Document excerpt

It’s funny, we didn’t call him Orion very often, yet he always knew his name. When we got him, we already had Merlin, and for several years it was just the two of them and us — “the dog” and “the puss cat”. He answered to both, Orion & puss cat. Even last night, when the vet said, “Orion”, he turned up and looked at her. Just amazing to me.
I’m so glad I worked from home yesterday, because it was so normal, he was in my lap, head resting on my arm while I worked.
He’d been fading, and had started to become sort of incontinent… just not making it all the way to the litter box. But last night he lost control and went in the bed. I picked him up and put him on the floor, and he did something he’s never done in 16 years… he stayed there, laid down on his side, and laid his head down too. His breathing was very rapid as well, so we knew. And we took him to the vet hospital (24-hours). They were his regular vets there as well, so it was a comfort in that way…
He was gentle always, and loved humans, no matter who visited us, he wanted pets from them… Only exception was when he felt threatened like at the vet’s. Then he would get his Brooklyn feral up. A few months ago, even though he was already sick, it took 4 humans to hold all 6.5 lbs of him so the vet could get blood. Last night, when the vet brought him back after inserting the catheter, she said how good he was.. us: he didn’t fight you? doc: nope, he was easy. <sigh>
He purred for us last night, his really big purr, with coos included, he said goodbye and I feel fortunate in that because I know from my own experiences, it is not always the way.
I was always his human, he was always my familiar. I experienced with him communication on a level I didn’t know existed until I met him.

Brief 1
Decide whether each statement below agrees with the piece about Orion the cat. For each, answer yes or no and quote the words from the piece that settle it: (a) A few months ago, it took four people to hold Orion so the vet could draw blood. (b) Orion fought the vet when the catheter was put in last night. (c) The writer worked away from home the day before.
Brief 2
In the piece about Orion the cat, copy the passage starting with "It’s funny, we" and going on through "amazing to me.".

Exercise data

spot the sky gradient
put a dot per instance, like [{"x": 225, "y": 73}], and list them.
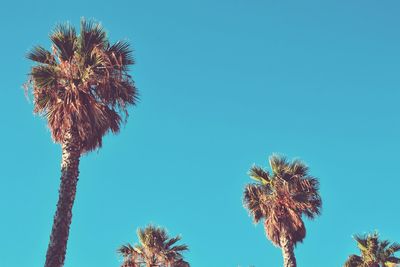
[{"x": 223, "y": 85}]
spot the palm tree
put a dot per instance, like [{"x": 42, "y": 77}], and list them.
[
  {"x": 83, "y": 89},
  {"x": 374, "y": 253},
  {"x": 281, "y": 198},
  {"x": 155, "y": 248}
]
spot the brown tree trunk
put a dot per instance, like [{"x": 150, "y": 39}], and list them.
[
  {"x": 62, "y": 219},
  {"x": 289, "y": 260}
]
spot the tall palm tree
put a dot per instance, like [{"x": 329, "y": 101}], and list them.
[
  {"x": 82, "y": 87},
  {"x": 155, "y": 248},
  {"x": 374, "y": 253},
  {"x": 281, "y": 198}
]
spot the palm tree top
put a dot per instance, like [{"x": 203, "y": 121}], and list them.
[
  {"x": 374, "y": 252},
  {"x": 82, "y": 83},
  {"x": 155, "y": 247},
  {"x": 281, "y": 196}
]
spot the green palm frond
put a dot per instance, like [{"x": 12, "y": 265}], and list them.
[
  {"x": 259, "y": 174},
  {"x": 41, "y": 55},
  {"x": 92, "y": 35},
  {"x": 64, "y": 40},
  {"x": 297, "y": 167},
  {"x": 172, "y": 241},
  {"x": 354, "y": 261},
  {"x": 375, "y": 252},
  {"x": 45, "y": 76},
  {"x": 121, "y": 53},
  {"x": 278, "y": 163}
]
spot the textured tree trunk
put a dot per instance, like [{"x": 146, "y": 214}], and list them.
[
  {"x": 62, "y": 219},
  {"x": 289, "y": 260}
]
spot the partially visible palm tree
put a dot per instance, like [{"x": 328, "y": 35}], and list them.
[
  {"x": 374, "y": 252},
  {"x": 281, "y": 198},
  {"x": 82, "y": 87},
  {"x": 155, "y": 248}
]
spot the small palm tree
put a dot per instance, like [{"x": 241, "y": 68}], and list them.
[
  {"x": 82, "y": 87},
  {"x": 155, "y": 248},
  {"x": 281, "y": 198},
  {"x": 374, "y": 253}
]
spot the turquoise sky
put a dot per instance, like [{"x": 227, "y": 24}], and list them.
[{"x": 223, "y": 85}]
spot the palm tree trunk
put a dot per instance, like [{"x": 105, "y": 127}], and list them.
[
  {"x": 289, "y": 260},
  {"x": 62, "y": 219}
]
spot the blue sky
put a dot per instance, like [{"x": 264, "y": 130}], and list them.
[{"x": 223, "y": 85}]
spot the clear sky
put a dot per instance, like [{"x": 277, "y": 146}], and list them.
[{"x": 223, "y": 85}]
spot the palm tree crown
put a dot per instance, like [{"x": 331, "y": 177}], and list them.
[
  {"x": 374, "y": 253},
  {"x": 282, "y": 197},
  {"x": 155, "y": 248},
  {"x": 82, "y": 83}
]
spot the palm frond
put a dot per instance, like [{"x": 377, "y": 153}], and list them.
[
  {"x": 121, "y": 54},
  {"x": 64, "y": 40},
  {"x": 41, "y": 55},
  {"x": 259, "y": 174},
  {"x": 92, "y": 35},
  {"x": 353, "y": 261},
  {"x": 278, "y": 163}
]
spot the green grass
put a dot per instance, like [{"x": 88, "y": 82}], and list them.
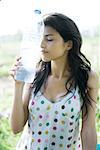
[{"x": 7, "y": 139}]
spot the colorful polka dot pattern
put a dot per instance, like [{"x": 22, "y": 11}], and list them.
[{"x": 54, "y": 126}]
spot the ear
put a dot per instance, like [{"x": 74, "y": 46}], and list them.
[{"x": 69, "y": 45}]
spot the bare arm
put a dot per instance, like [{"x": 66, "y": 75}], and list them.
[
  {"x": 19, "y": 114},
  {"x": 88, "y": 133}
]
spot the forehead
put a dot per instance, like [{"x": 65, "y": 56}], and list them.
[{"x": 50, "y": 31}]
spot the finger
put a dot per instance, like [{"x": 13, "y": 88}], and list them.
[{"x": 19, "y": 58}]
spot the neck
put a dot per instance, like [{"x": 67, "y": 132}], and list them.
[{"x": 59, "y": 67}]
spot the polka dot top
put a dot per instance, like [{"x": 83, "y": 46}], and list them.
[{"x": 52, "y": 126}]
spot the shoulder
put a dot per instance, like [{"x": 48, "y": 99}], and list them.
[{"x": 93, "y": 80}]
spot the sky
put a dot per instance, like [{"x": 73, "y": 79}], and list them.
[{"x": 17, "y": 14}]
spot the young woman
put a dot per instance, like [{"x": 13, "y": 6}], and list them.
[{"x": 64, "y": 88}]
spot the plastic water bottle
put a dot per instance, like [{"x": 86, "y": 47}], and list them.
[{"x": 30, "y": 48}]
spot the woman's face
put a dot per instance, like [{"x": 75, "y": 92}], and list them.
[{"x": 53, "y": 45}]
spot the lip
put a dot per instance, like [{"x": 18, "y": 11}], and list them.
[{"x": 44, "y": 52}]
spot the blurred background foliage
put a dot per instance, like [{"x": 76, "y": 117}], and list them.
[{"x": 9, "y": 49}]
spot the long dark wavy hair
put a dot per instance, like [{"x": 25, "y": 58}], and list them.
[{"x": 78, "y": 63}]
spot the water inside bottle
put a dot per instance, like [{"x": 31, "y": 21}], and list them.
[{"x": 30, "y": 49}]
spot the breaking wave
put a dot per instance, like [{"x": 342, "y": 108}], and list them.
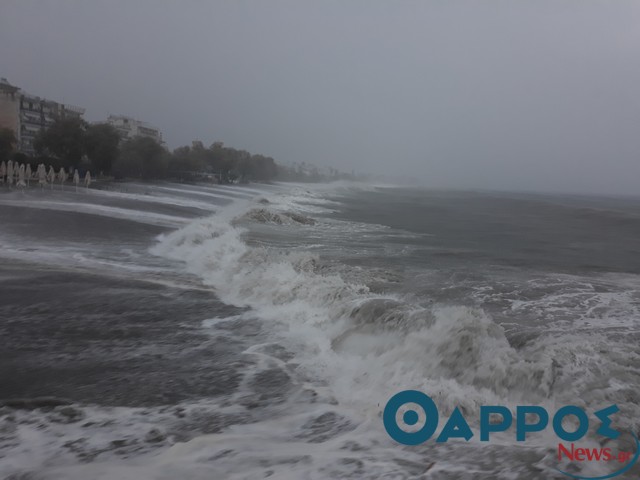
[{"x": 365, "y": 345}]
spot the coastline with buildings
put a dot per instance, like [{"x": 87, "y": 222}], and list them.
[{"x": 36, "y": 130}]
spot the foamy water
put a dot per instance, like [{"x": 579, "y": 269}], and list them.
[{"x": 349, "y": 311}]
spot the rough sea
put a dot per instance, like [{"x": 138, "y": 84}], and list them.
[{"x": 242, "y": 332}]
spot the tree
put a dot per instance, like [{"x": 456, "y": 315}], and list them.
[
  {"x": 7, "y": 143},
  {"x": 101, "y": 146},
  {"x": 141, "y": 157},
  {"x": 63, "y": 140}
]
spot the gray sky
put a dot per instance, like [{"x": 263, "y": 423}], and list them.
[{"x": 536, "y": 95}]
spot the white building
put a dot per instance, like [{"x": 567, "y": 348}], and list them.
[{"x": 130, "y": 128}]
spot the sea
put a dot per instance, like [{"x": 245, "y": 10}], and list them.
[{"x": 172, "y": 331}]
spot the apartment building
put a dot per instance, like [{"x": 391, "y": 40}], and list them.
[{"x": 28, "y": 114}]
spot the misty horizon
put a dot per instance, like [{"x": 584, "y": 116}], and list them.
[{"x": 528, "y": 96}]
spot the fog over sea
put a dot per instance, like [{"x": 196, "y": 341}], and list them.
[{"x": 238, "y": 332}]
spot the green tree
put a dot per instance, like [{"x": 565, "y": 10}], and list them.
[
  {"x": 101, "y": 146},
  {"x": 64, "y": 141},
  {"x": 7, "y": 143},
  {"x": 141, "y": 157}
]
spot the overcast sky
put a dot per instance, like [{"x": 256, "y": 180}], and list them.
[{"x": 535, "y": 95}]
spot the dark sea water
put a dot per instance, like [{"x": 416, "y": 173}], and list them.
[{"x": 213, "y": 332}]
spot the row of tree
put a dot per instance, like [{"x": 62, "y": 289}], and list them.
[{"x": 74, "y": 143}]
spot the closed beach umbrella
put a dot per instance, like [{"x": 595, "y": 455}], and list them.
[
  {"x": 21, "y": 171},
  {"x": 42, "y": 175},
  {"x": 10, "y": 173},
  {"x": 62, "y": 176},
  {"x": 52, "y": 176}
]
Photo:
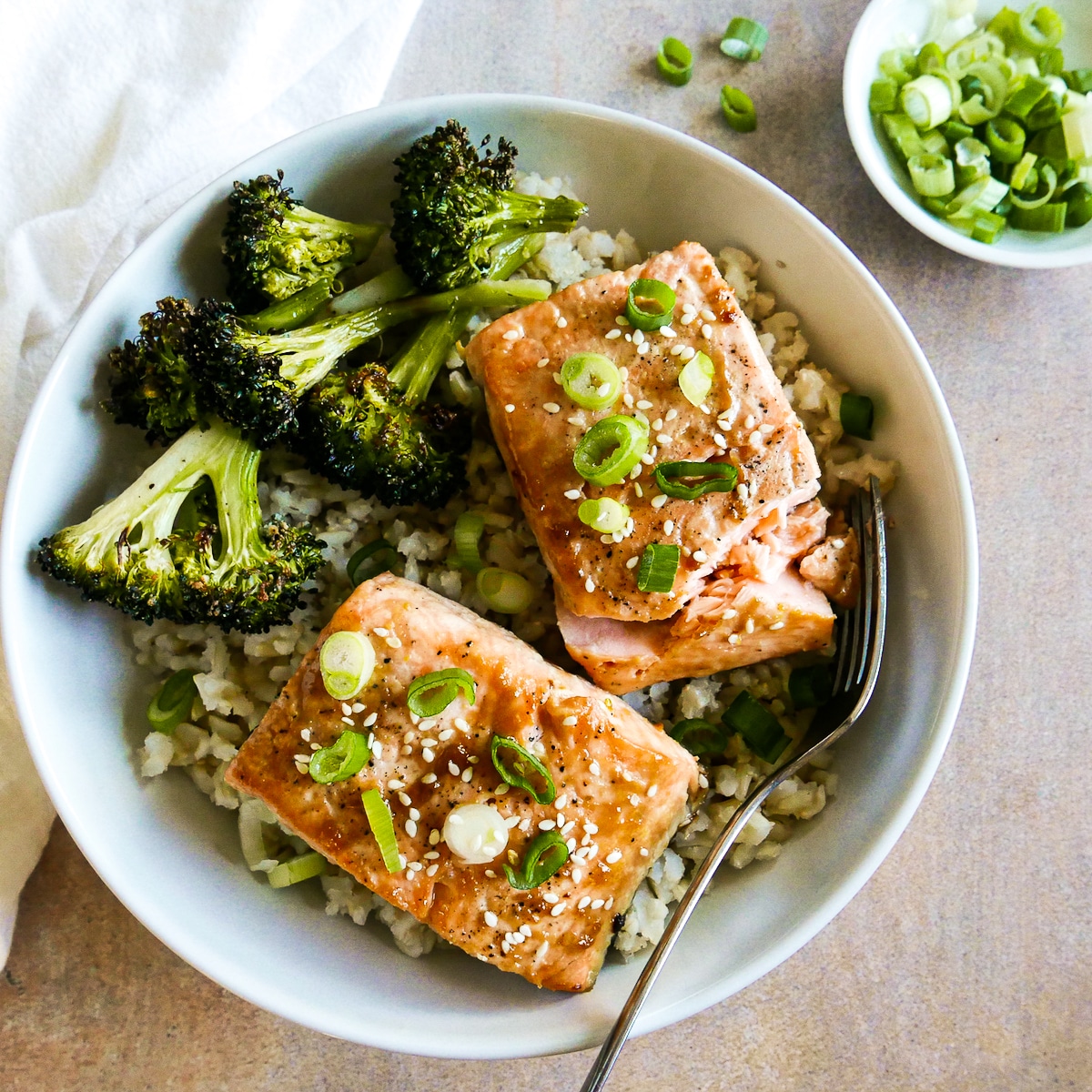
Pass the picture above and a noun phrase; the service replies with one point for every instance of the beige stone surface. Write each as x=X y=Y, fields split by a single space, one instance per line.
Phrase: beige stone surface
x=966 y=962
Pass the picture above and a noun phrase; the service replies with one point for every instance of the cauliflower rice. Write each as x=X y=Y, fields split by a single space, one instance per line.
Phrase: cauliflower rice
x=239 y=675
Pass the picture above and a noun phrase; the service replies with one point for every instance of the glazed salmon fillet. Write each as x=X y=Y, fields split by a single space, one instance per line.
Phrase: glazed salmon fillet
x=622 y=786
x=745 y=420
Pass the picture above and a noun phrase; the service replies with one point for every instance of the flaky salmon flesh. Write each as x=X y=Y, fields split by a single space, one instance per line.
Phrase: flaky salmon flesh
x=622 y=785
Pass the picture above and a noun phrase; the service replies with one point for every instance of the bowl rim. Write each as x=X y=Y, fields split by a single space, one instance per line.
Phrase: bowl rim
x=186 y=944
x=860 y=126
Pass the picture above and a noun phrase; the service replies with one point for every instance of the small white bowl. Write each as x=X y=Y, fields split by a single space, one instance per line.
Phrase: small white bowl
x=888 y=23
x=174 y=860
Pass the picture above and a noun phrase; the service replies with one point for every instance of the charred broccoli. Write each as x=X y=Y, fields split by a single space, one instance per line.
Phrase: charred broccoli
x=453 y=207
x=273 y=246
x=139 y=554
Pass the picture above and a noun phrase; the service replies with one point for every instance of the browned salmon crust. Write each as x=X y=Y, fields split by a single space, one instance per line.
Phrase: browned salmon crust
x=622 y=785
x=745 y=420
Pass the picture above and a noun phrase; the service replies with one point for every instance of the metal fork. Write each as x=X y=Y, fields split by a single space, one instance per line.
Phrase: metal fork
x=857 y=665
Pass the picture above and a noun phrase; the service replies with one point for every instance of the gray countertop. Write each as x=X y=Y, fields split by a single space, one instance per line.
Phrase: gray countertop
x=965 y=962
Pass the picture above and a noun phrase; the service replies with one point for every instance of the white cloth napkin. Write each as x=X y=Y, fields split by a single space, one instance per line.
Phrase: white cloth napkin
x=110 y=116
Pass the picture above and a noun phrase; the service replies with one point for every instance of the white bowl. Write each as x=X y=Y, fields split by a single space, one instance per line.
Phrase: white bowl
x=174 y=860
x=888 y=23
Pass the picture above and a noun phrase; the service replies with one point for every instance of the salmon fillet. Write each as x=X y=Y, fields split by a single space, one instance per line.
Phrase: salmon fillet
x=622 y=784
x=745 y=420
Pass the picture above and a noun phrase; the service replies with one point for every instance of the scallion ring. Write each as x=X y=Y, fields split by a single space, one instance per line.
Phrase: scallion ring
x=604 y=514
x=173 y=703
x=611 y=449
x=704 y=478
x=743 y=39
x=738 y=109
x=505 y=592
x=430 y=694
x=650 y=304
x=546 y=855
x=675 y=61
x=660 y=562
x=339 y=763
x=696 y=379
x=591 y=380
x=517 y=771
x=382 y=829
x=347 y=661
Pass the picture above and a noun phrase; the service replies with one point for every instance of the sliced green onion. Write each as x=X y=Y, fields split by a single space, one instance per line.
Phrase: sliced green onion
x=811 y=687
x=933 y=176
x=696 y=379
x=591 y=380
x=659 y=565
x=611 y=449
x=604 y=514
x=469 y=529
x=173 y=703
x=298 y=869
x=1049 y=217
x=347 y=661
x=738 y=109
x=546 y=855
x=505 y=592
x=650 y=304
x=1006 y=140
x=884 y=96
x=339 y=763
x=743 y=39
x=370 y=561
x=855 y=413
x=522 y=769
x=382 y=828
x=927 y=102
x=760 y=730
x=704 y=478
x=430 y=694
x=699 y=736
x=675 y=61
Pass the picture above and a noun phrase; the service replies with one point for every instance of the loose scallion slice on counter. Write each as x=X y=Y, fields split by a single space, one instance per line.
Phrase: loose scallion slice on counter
x=675 y=61
x=660 y=562
x=339 y=763
x=546 y=855
x=370 y=561
x=430 y=694
x=738 y=109
x=382 y=828
x=696 y=379
x=699 y=736
x=469 y=529
x=650 y=304
x=760 y=730
x=347 y=661
x=704 y=478
x=173 y=703
x=611 y=449
x=811 y=687
x=856 y=413
x=604 y=514
x=506 y=592
x=743 y=39
x=299 y=868
x=521 y=769
x=591 y=380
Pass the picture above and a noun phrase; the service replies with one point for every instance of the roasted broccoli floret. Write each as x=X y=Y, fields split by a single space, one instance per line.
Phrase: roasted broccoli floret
x=454 y=207
x=256 y=381
x=273 y=246
x=150 y=380
x=218 y=562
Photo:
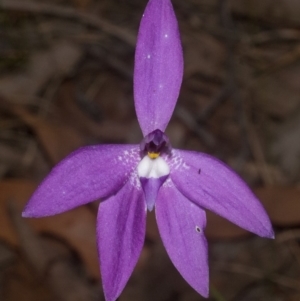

Written reply 1
(a) Yes: "it took 4 humans to hold all 6.5 lbs of him so the vet could get blood"
(b) No: "doc: nope, he was easy."
(c) No: "I’m so glad I worked from home yesterday"

Written reply 2
It’s funny, we didn’t call him Orion very often, yet he always knew his name. When we got him, we already had Merlin, and for several years it was just the two of them and us — “the dog” and “the puss cat”. He answered to both, Orion & puss cat. Even last night, when the vet said, “Orion”, he turned up and looked at her. Just amazing to me.